• Text provided
((
Hair cells are mechanoreceptor-type cells with a bundle of cilia that respond to mechanical action. In invertebrates, whose cells are also often multiciliary in nature and presumably act as chemosensory and/or mechanosensory organs in Lophotrochozoa, mechanoreceptors are comparable to the apical organ48. Hair cells can act as primary sensory cells, which are specialized neurons with axons capable of perceiving stimuli and generating a nerve impulse, and secondary sensory cells that form synapses with sensory neurons transmitting impulses.
Larvae of marine mollusks (trochophores and veligers) have a multiciliary apical organ49,50, and larvae of freshwater mussel (glochidia) have sensory ciliated (hair) cells that develop from specialized ectodermal cells and contain several cilia in the larval mantle. The number and location of bundles of sensory hairs in the mantle of glochidia may be different; therefore, this feature may be suitable for the taxonomy of mollusks. For example, the bivalve mollusk Anodonta arcaeformis (Heude, 1877) (Unionidae, Anodontinae) has two types of ciliated cells in the larval mantle33. Interestingly, the cells of the first type have a bundle of protruding cilia, that presumably perceive chemical stimuli, in three isolated and highly specialized mantle cells18. The function of another type of cilia located on the posterior edge near the lateral pits remains unknown. Only two pairs of bundles of sensory hairs were identified in Margaritifera margaritifera (Linnaeus, 1758) and M. auricularia (Spengler, 1793) (Unionoidea, Margaritiferidae), rather than the four ones registered in the glochidial softbody of most other Unionoidea6,51,52.
Earlier, we showed that Nodularia douglasiae glochidium has four pairs of bundles of ciliated cells, wherein each glochidial valve has three bundles of sensory hairs densely located on the ventral edge near hooks and one bundle located more dorsally near the lateral pit40. We found very similar localization in Buldowskia suifunica glochidia, with three pairs of bundles of sensory hairs on the ventral edges of glochidial valves and one pair of bundles located more dorsally (Fig. 11a). These data are consistent with previously obtained morphological data on the structure and location of sensory hairs in Buldowskia glochidia from Korea, where each glochidial valve had three bundles of sensory hairs located close to the basal part of the hook and one bundle indicated near the adductor muscle at the larval thread canal33,35,53. It should be noted that the bundles of sensory hairs in the larvae of both species, N. douglasiae and B. suifunica, are connected with nonciliated cells (basal neurons), which have tubulin/FMRFamide immunoreactivity, that interact with other neurons through neurites (Fig. 11b, c). We have not detected an apical organ during the development of B. suifunica glochidia, even though this structure is present in most molluscan and other lophotrochozoan larvae42,44,49,50. The free-swimming larval stage of parasitic flatworms from Trematoda, miracidium larva, also does not have an apical organ54,55. It is likely that both types of larvae, glochidium and miracidium, are committed to finding a host in the aquatic environment, and the absence of an apical organ can be explained by a parasitic lifestyle at subsequent stages of development.
))
• Source information
((
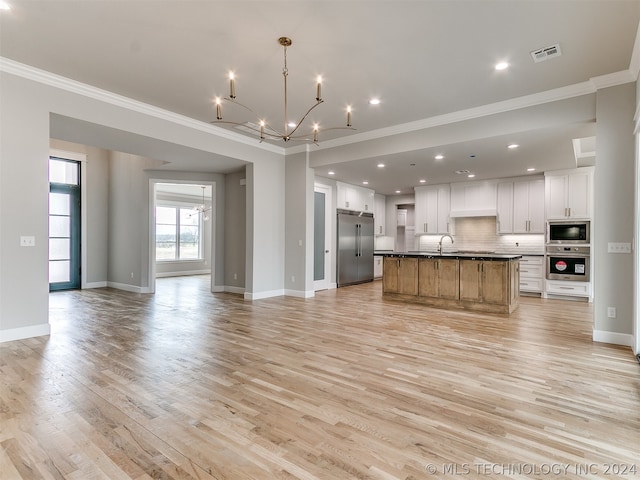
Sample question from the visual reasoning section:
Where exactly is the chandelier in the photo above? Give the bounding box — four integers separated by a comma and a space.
211, 37, 355, 145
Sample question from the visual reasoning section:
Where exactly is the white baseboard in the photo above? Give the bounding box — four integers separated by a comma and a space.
593, 330, 633, 347
224, 285, 244, 295
0, 323, 51, 343
156, 270, 211, 278
284, 290, 316, 298
244, 290, 284, 300
107, 282, 153, 293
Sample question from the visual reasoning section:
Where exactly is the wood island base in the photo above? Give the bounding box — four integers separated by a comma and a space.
382, 254, 520, 314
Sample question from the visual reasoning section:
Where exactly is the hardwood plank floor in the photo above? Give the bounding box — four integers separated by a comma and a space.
0, 277, 640, 479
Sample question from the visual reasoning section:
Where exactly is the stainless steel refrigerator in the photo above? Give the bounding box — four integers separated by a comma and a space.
337, 209, 374, 287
))
• Work task 1
Answer these about the text on hair cells in mollusk larvae:
(a) How many pairs of bundles of sensory hairs were identified in Margaritifera margaritifera and M. auricularia?
(b) In Nodularia douglasiae, where are the three densely placed bundles of sensory hairs on each glochidial valve?
(c) Which free-swimming larva of parasitic flatworms also has no apical organ?
• Work task 2
Write out everything from "Hair cells are" down to "neurons transmitting impulses." in the text on hair cells in mollusk larvae, replacing "nerve impulse" with "nerve signal".

• Exercise answer 1
(a) Two pairs.
(b) On the ventral edge near the hooks.
(c) The miracidium larva, from Trematoda.

• Exercise answer 2
Hair cells are mechanoreceptor-type cells with a bundle of cilia that respond to mechanical action. In invertebrates, whose cells are also often multiciliary in nature and presumably act as chemosensory and/or mechanosensory organs in Lophotrochozoa, mechanoreceptors are comparable to the apical organ48. Hair cells can act as primary sensory cells, which are specialized neurons with axons capable of perceiving stimuli and generating a nerve signal, and secondary sensory cells that form synapses with sensory neurons transmitting impulses.